━━━ PAGE ━━━

All in master branch

Simple. Everything is a single master branch.

# git pull [remote repository] [branch]
$ git pull origin master
$ git commit
$ git push origin master

git pull is a shorthand of git fetch and git merge FETCH_HEAD. git merge to merge the retrieved branch heads into the current branch.

     A---B---C master on origin
/
D---E---F---G master
^
origin/master in your repository

To merge these two branches, there are two ways to do that, git pull and git pull --rebase. However, we should note that there is a big difference between them. After git pull,

D---E---F---G---A---B---C---H master
^
fix merge issue

After git pull --rebase,

D---E---A---B---C---F---G master

If there is a conflict between C and F, you need to resolve it and use git add to mark them as resolved. Then, run git rebase --continue to continue to apply G.

This is an important difference between git merge and git rebase. I didn’t really understand it until I made some experiments to verify it today.

Feature branch

This is the workflow in my current company.

$ git checkout -b feature/new-branch
$ git add .
$ git commit
# create a remote branch in repository
$ git push --set-upstream origin feature/new-branch

When you want to add a feature or fix a bug, you first checkout a local branch. You make changes locally and push them to a remote branch, not master branch. When you feel it’s ready, you can make a pull request to merge your branch into master branch. After the code review, your code will be merged and deployed.

This approach is simple and works well with small teams. One thing is that we try to keep changes small and iterate fast, instead of having many changes in once.

GitFlow

GitFlow is a famous one. It looks like the following:

GitFlow workflow diagram[1]

Basically, you have to maintain 5 types of branches:

  • Master: Stable, direct to production.
  • Develop: Unstable, all feature changes will be pushed here.
  • Feature: Check out from Develop branch, and push changes back to it.
  • Hotfix: Check out from Master, push changes to Master and Develop.
  • Release: Semi-stable, ready to release, following with a few bugfixes. Checkout from Develop and push to both Master and Develop.

━━━ RECORD LIST ━━━

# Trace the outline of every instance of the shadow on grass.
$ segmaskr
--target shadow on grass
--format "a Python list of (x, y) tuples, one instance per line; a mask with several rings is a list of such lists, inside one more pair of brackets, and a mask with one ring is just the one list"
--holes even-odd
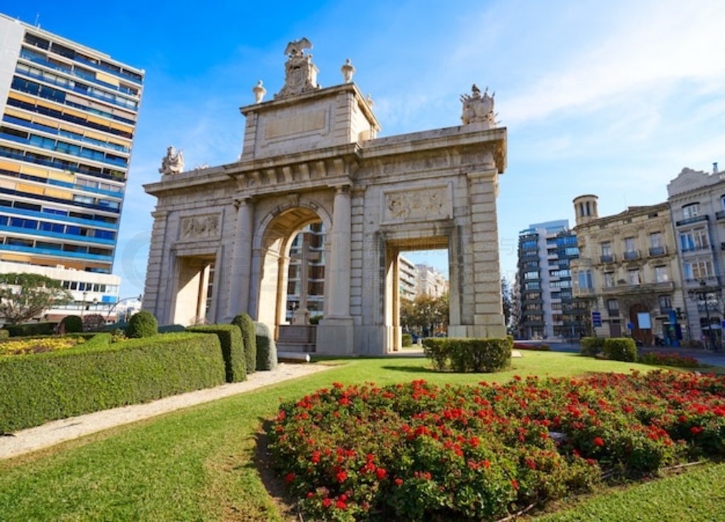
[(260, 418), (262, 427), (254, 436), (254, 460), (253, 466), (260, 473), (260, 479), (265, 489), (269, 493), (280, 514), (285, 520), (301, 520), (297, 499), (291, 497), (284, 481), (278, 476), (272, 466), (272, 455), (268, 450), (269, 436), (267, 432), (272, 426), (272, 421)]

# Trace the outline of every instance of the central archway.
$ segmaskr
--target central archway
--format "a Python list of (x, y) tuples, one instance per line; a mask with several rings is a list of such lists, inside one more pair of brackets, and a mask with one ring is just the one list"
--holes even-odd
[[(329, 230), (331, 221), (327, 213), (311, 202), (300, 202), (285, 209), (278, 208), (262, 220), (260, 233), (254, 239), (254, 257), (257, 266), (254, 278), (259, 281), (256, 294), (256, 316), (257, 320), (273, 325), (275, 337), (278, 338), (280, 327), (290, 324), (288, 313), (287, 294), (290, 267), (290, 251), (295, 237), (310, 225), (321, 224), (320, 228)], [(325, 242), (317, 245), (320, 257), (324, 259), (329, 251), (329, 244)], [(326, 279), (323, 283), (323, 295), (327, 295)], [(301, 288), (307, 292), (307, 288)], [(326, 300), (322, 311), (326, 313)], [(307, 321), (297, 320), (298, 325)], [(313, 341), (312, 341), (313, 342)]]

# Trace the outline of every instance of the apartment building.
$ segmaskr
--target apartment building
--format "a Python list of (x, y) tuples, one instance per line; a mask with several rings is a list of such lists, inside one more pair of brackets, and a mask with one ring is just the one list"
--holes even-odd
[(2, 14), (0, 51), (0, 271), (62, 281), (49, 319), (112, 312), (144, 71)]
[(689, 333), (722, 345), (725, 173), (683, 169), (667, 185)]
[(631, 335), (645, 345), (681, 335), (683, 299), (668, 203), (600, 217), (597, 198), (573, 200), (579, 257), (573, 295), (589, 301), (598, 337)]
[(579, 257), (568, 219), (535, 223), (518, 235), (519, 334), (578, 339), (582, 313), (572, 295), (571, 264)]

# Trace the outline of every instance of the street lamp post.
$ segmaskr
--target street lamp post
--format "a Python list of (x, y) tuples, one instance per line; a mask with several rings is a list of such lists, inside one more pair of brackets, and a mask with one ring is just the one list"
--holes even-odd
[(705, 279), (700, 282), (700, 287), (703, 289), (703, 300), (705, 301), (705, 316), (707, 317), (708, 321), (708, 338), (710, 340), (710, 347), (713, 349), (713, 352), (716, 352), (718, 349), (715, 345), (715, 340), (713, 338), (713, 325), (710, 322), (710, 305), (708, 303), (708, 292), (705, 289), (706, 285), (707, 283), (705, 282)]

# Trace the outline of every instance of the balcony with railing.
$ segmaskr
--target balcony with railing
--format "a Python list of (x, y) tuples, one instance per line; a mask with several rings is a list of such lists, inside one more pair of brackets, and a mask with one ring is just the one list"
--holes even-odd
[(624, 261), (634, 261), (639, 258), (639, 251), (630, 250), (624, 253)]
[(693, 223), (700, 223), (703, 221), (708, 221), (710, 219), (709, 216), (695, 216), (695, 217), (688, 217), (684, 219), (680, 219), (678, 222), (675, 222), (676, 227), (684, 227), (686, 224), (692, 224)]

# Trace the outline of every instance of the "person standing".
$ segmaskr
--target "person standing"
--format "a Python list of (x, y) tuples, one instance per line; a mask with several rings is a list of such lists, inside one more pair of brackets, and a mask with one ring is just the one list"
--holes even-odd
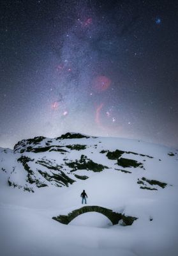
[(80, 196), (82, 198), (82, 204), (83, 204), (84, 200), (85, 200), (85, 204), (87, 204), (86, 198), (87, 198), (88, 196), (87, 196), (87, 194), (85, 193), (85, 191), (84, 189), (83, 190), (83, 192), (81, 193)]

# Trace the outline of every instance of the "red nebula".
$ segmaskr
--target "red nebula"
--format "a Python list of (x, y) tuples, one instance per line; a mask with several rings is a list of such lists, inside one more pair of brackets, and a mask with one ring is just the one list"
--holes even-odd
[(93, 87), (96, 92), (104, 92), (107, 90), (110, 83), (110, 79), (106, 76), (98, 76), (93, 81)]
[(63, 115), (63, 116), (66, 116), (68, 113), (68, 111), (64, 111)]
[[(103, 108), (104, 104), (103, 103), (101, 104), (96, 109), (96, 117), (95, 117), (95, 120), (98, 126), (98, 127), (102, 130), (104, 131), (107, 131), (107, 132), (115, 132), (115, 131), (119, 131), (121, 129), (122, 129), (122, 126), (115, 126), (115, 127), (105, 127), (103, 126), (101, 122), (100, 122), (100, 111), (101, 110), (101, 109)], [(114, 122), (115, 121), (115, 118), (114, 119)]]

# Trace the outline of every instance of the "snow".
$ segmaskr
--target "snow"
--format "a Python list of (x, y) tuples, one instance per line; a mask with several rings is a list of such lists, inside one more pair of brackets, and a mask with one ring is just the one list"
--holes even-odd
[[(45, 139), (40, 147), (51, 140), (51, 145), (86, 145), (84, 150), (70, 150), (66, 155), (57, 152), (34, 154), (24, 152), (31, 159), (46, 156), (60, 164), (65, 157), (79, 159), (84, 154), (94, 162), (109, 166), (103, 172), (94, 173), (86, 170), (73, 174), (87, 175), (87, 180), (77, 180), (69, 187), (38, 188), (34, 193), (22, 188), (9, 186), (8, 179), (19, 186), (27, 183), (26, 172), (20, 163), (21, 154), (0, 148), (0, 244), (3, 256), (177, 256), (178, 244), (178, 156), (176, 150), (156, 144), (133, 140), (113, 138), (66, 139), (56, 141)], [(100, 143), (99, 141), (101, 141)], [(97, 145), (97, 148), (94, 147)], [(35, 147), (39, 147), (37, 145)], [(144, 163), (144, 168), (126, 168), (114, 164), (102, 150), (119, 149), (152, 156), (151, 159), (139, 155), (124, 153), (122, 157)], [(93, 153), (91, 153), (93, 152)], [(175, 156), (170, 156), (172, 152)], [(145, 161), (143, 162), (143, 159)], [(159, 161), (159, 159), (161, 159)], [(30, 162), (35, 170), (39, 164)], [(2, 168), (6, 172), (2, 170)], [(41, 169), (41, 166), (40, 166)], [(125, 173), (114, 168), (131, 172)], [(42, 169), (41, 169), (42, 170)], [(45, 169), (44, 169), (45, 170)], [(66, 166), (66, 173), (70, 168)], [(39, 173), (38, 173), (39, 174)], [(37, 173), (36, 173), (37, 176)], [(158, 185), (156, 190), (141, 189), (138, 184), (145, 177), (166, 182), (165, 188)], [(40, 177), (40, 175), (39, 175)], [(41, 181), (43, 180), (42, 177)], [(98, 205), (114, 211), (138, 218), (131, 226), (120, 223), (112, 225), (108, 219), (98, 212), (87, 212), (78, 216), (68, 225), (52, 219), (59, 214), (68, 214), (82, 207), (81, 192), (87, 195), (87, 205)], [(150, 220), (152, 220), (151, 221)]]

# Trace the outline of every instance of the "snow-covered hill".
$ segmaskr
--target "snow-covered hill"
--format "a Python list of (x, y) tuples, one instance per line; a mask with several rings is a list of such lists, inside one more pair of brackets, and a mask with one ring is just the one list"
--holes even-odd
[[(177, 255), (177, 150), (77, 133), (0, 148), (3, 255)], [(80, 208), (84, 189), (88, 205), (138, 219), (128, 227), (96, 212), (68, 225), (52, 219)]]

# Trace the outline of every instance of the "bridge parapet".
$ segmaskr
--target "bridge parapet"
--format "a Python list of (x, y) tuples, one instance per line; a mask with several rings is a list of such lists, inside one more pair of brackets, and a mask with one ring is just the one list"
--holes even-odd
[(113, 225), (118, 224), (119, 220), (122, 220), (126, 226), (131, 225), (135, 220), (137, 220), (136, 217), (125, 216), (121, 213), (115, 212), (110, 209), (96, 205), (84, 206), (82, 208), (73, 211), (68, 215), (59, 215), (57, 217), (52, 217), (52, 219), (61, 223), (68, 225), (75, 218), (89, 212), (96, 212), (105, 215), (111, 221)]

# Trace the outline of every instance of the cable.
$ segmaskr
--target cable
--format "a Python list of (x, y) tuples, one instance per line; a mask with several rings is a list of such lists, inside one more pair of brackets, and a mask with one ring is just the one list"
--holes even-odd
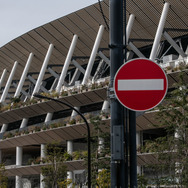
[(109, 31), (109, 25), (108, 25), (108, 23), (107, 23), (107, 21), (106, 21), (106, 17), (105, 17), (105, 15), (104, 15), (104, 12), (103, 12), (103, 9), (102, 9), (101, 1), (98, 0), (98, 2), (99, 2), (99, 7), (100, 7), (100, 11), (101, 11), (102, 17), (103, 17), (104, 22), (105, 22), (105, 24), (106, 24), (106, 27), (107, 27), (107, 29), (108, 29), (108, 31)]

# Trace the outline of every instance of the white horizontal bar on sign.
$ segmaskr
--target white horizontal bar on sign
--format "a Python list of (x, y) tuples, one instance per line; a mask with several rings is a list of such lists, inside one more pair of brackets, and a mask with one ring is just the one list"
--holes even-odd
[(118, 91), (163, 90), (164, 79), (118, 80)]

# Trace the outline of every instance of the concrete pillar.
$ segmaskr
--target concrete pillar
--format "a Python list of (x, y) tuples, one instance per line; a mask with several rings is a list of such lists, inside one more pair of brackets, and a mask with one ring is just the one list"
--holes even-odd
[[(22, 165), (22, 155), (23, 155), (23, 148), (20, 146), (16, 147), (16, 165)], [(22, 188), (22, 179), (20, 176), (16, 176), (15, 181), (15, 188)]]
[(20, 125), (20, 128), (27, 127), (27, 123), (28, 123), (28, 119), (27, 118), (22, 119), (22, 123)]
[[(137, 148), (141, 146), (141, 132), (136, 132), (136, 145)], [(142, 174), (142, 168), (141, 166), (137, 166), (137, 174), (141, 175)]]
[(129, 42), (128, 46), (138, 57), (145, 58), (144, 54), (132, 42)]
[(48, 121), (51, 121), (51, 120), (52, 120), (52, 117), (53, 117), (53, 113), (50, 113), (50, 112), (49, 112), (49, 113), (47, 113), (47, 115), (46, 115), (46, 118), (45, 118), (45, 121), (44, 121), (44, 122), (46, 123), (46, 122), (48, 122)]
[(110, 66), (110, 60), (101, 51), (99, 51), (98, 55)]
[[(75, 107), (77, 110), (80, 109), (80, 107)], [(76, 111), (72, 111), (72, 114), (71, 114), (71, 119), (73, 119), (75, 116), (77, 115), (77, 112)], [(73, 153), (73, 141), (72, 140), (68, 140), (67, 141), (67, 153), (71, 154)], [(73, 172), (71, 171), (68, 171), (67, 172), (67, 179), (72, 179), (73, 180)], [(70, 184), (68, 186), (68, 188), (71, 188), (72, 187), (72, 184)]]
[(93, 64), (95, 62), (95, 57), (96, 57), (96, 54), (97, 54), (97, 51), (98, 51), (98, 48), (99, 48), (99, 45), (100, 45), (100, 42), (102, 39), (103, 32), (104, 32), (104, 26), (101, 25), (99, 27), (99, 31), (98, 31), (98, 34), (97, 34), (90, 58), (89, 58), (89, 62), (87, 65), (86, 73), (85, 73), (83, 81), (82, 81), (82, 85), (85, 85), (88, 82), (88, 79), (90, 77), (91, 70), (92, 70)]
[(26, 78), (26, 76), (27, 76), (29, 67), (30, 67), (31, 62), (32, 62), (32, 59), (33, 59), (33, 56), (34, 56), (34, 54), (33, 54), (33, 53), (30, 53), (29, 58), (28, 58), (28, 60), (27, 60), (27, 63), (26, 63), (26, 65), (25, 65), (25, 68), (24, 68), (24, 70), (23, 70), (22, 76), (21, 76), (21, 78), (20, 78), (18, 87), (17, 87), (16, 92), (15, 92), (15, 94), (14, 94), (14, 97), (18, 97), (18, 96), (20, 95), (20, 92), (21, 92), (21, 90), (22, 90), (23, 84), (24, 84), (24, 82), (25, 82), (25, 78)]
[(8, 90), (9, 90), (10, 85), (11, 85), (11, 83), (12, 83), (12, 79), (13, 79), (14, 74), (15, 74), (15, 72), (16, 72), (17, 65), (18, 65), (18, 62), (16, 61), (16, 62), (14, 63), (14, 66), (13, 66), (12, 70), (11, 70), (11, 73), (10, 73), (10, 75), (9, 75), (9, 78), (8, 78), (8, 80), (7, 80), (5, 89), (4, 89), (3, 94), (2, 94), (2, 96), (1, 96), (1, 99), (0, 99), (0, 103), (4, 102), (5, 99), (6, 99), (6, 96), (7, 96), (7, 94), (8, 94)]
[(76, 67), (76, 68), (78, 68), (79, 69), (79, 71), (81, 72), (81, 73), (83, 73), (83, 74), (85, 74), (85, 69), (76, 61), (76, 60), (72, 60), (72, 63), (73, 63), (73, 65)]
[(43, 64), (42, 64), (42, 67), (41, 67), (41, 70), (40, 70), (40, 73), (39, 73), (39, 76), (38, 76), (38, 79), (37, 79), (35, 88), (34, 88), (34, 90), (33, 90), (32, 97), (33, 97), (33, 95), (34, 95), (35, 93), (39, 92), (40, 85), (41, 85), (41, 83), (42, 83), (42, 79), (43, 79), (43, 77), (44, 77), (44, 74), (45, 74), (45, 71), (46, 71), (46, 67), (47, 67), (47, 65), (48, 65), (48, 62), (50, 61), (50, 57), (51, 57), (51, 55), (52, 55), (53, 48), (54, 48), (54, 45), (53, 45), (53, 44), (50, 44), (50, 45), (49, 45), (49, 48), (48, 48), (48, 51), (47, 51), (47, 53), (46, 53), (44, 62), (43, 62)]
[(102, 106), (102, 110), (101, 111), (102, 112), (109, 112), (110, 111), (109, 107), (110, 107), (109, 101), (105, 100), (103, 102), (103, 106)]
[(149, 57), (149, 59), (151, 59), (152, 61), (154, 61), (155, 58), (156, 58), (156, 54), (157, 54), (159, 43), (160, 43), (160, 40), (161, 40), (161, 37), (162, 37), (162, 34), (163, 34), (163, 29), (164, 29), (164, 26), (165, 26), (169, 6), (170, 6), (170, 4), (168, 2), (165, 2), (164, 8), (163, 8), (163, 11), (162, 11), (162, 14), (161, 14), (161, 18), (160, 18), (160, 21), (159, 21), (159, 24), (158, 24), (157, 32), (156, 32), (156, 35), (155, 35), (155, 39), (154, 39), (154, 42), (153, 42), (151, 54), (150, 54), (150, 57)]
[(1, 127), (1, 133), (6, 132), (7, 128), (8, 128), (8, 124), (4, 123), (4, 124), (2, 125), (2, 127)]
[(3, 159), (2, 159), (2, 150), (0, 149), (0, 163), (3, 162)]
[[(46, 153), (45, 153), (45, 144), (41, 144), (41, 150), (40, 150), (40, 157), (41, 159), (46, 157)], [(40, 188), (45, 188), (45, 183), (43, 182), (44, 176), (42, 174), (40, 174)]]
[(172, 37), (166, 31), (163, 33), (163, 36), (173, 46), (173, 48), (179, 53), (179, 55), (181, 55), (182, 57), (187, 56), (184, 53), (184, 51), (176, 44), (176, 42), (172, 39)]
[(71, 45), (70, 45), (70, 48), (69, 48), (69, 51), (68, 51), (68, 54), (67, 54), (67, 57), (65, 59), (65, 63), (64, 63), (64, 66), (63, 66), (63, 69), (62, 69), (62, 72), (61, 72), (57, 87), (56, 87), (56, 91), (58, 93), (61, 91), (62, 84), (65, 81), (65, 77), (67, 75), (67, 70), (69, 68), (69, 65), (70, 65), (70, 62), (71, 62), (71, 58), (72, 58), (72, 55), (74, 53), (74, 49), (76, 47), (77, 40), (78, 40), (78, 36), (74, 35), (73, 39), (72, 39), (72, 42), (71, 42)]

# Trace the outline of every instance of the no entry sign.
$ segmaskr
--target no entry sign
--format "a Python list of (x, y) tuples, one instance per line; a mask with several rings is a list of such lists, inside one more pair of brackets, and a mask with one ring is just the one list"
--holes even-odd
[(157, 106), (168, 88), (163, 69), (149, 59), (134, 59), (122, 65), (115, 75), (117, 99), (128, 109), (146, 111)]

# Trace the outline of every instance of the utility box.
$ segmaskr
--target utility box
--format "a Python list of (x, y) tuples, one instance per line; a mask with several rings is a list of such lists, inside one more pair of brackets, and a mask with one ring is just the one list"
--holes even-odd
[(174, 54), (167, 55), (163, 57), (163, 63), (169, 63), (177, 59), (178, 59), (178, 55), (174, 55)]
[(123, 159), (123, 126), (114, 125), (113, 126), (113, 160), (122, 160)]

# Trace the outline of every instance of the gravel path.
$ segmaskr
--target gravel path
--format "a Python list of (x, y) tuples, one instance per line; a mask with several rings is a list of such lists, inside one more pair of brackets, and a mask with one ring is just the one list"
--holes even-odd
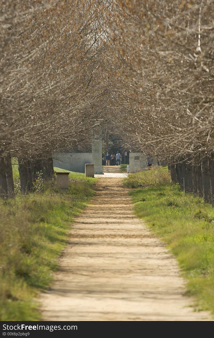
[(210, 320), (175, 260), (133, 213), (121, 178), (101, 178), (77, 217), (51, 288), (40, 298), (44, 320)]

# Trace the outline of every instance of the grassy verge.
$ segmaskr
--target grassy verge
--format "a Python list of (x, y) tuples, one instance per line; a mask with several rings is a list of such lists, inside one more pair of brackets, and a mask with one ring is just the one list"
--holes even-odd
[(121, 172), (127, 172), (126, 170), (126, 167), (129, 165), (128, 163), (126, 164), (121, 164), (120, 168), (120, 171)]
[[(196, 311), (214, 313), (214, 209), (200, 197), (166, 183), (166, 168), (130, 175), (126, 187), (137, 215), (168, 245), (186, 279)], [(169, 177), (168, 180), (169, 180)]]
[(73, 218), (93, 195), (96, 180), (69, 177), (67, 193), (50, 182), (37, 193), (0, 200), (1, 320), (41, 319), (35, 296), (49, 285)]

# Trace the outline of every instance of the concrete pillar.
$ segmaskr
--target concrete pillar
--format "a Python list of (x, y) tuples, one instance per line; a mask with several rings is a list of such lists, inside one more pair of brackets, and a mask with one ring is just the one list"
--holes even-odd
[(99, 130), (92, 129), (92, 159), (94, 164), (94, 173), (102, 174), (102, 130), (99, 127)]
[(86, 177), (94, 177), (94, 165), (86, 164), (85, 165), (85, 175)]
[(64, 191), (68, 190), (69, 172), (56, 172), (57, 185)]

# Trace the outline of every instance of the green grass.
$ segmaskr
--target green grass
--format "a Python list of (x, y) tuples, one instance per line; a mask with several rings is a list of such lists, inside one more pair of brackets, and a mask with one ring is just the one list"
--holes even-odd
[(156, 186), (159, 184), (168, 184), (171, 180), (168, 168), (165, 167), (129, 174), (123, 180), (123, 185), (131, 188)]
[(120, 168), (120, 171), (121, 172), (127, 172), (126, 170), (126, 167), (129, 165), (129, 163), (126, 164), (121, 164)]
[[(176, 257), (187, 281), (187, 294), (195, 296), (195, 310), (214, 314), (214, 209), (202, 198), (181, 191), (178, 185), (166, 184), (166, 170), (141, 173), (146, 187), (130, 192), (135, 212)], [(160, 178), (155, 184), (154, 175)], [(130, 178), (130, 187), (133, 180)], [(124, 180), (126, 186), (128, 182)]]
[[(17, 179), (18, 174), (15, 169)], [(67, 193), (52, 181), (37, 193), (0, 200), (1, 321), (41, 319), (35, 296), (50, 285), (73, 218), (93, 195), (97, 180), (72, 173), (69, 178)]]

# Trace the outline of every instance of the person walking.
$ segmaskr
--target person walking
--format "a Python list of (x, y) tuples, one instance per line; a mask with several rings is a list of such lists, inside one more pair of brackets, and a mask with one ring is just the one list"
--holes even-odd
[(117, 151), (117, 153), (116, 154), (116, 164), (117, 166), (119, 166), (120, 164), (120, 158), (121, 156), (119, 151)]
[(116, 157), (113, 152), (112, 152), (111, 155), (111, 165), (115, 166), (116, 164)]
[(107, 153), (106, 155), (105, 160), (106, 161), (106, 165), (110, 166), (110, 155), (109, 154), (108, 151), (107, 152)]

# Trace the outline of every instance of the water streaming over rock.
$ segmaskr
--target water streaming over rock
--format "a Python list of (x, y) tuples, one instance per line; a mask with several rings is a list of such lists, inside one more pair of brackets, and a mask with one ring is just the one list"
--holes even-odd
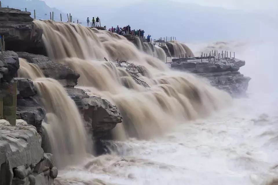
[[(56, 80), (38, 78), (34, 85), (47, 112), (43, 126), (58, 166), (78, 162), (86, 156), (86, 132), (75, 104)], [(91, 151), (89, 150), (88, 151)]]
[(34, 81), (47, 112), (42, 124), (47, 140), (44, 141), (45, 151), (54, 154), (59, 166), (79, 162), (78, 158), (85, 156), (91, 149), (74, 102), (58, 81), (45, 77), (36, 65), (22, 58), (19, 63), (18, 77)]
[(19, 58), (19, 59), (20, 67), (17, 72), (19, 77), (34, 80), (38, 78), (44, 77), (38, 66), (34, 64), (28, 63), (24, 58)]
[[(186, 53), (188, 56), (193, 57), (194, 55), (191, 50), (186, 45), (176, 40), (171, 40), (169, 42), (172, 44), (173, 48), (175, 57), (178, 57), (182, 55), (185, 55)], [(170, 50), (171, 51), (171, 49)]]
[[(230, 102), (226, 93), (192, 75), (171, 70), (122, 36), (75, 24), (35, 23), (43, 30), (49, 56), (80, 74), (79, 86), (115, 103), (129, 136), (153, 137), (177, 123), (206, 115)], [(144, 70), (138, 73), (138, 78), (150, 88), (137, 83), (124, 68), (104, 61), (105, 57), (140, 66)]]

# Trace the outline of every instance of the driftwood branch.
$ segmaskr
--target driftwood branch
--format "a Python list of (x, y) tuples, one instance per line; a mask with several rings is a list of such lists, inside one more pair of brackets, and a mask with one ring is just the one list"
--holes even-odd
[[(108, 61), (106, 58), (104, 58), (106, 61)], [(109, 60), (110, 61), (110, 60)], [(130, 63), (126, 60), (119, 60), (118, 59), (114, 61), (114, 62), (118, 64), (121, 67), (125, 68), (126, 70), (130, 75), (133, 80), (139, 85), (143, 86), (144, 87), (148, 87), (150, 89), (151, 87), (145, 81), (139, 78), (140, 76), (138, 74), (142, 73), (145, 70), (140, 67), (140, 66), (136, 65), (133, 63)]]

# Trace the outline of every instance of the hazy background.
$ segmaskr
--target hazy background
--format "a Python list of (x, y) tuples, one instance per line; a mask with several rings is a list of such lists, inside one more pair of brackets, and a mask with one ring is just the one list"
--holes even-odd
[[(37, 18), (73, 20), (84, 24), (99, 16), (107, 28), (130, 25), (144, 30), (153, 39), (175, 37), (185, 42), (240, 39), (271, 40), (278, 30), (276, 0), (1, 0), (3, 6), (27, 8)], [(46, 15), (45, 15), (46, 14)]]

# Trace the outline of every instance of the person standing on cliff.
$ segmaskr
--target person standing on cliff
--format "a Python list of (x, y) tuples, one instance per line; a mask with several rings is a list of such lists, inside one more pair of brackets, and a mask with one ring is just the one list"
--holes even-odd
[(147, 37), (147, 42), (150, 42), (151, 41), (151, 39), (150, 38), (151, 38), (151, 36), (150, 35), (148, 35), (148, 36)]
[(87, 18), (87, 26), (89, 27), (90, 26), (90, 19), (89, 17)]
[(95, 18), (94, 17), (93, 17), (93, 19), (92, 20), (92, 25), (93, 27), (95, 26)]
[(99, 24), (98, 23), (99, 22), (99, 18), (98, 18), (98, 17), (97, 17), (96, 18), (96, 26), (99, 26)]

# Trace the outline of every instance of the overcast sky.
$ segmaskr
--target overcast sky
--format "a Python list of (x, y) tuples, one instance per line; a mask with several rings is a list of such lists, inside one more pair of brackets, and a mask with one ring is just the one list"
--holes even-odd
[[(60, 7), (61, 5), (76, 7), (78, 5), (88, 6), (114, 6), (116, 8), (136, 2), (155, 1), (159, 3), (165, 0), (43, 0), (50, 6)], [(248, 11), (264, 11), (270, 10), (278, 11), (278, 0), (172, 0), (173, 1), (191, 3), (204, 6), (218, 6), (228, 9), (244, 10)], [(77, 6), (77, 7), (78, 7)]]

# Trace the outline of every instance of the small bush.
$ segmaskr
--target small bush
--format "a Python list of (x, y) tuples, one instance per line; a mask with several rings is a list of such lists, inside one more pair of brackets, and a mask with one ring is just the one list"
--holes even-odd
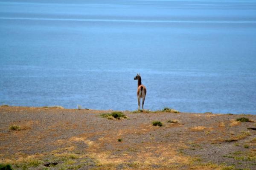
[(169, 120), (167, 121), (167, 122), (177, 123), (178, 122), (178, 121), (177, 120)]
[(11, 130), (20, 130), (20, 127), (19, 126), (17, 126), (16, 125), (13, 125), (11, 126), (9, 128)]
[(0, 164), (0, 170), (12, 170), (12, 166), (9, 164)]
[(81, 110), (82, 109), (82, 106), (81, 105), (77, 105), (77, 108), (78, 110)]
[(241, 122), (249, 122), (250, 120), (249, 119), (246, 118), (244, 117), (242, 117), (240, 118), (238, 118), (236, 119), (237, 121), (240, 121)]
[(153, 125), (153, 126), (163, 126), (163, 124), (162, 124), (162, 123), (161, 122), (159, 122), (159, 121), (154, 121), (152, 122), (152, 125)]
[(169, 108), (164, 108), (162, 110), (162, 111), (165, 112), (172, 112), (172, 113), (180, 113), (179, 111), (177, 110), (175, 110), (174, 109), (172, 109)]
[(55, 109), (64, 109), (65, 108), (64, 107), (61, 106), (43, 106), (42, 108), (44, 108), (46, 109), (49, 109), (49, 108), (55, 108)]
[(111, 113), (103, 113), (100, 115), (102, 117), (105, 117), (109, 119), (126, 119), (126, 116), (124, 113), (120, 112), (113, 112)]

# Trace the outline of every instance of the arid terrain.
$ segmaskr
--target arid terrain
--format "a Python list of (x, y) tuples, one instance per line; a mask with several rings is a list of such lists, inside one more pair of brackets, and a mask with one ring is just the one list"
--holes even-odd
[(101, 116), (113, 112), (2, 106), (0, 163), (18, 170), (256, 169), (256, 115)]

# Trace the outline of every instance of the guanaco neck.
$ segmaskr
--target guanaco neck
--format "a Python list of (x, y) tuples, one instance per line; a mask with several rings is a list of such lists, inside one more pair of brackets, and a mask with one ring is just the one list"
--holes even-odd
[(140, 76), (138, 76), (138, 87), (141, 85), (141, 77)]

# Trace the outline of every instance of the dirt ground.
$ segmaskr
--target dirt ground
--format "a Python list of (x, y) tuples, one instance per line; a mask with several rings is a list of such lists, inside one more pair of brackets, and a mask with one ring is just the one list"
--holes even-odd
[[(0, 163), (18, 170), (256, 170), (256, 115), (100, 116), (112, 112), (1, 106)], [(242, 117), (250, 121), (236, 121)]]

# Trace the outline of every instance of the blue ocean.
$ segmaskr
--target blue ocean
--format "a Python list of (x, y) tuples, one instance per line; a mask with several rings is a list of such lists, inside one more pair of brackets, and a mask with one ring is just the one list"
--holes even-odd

━━━

> **COMPLETE THE FOLLOWING**:
a. In the git workflow notes, change "Develop" to "Integration" and give the passage that opens with the words containing "GitFlow workflow diagram[1]" and closes with "to Master and Develop.".
b. According to the git workflow notes, which two commands is git pull a shorthand for?
c. Pick up the git workflow notes after their last line and continue writing them.

> **PER-TASK OUTPUTS**:
a.
GitFlow workflow diagram[1]

Basically, you have to maintain 5 types of branches:

  • Master: Stable, direct to production.
  • Integration: Unstable, all feature changes will be pushed here.
  • Feature: Check out from Integration branch, and push changes back to it.
  • Hotfix: Check out from Master, push changes to Master and Integration.

b. git fetch and git merge FETCH_HEAD

c.
The drawbacks are obvious because you have to maintain a Develop branch in long-term. Also, changes in Hotfix and Release need to push to both Master and Develop for sync. The git history would look very messy and hard to follow.

GitHub flow

This is also called Forking Workflow, which is largely used in open source projects. Instead of having a central codebase, every developer can have their own server-side repository. This is the way how we contribute to open source projects in GitHub.

  1. Create a fork of the project under your account
  2. Pull the code to your local dev via git clone
  3. Create a feature branch
  4. Save and push changes to your remote forked repo
  5. Open up a pull request for your feature branch to the original repo

To me, this looks like a distributed version of feature branch workflow. The good thing is that only project maintainers have the write permissions to the official codebase. The contributions can be from any developer, but merging with the approval from the project maintainer.

GitLab flow

This is a version used by GitLab with an improvement from GitHub flow, setting up environment branches, such as pre-production and production, or release branches, such as 2.3.stable and 2.4.stable.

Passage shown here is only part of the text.